(Task objective): Please rewrite the entries from the start through the line holding "<point>66,38</point>", inclusive, keeping the requests and offsetting every answer coordinate by +12. Leave the pictures out.

++++ Material for this exercise ++++

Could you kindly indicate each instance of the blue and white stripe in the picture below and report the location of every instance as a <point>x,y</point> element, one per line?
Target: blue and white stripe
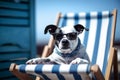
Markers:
<point>57,72</point>
<point>97,39</point>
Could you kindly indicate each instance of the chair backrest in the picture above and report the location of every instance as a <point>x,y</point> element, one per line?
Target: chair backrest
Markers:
<point>97,40</point>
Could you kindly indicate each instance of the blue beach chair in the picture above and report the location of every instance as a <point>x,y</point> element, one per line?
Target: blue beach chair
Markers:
<point>99,46</point>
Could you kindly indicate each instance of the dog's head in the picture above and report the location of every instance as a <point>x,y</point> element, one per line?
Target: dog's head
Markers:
<point>66,38</point>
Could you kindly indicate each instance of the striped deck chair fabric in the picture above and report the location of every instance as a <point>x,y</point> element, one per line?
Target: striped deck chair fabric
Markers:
<point>96,40</point>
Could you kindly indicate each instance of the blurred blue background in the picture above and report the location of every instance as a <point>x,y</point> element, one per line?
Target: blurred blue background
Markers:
<point>46,11</point>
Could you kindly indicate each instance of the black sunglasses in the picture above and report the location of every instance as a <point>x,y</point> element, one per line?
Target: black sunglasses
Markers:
<point>70,36</point>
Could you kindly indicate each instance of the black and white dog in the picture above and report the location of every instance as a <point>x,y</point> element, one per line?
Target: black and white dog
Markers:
<point>68,48</point>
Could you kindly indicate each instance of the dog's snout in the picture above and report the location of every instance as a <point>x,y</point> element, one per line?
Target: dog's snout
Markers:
<point>65,42</point>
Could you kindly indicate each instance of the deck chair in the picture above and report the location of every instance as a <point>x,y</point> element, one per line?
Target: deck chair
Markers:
<point>99,46</point>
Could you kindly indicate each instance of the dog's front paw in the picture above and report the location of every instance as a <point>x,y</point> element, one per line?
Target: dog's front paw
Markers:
<point>79,61</point>
<point>33,61</point>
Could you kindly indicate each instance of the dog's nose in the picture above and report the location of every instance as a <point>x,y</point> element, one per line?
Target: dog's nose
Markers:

++++

(The output):
Could you kindly indicate each instance of the blue and white stripe in the picture below and report the location of every instance as a <point>x,y</point> element, one per line?
Target: blue and white stripe
Markers:
<point>69,84</point>
<point>109,51</point>
Could you kindly indicate each instance of the chair backrest in the picture above and report the location of every instance as a <point>x,y</point> element, one per line?
Target: chair backrest
Markers:
<point>109,52</point>
Could you kindly indicate each instance of the blue beach chair in the picture above and report the location of every instance as a <point>x,y</point> element, one per line?
Target: blue beach chair
Markers:
<point>111,58</point>
Could you kindly indicate each instance of the dog's head in the picture above and report the location of every instance as a <point>x,y</point> element, one per line?
Target: dog's head
Markers:
<point>78,50</point>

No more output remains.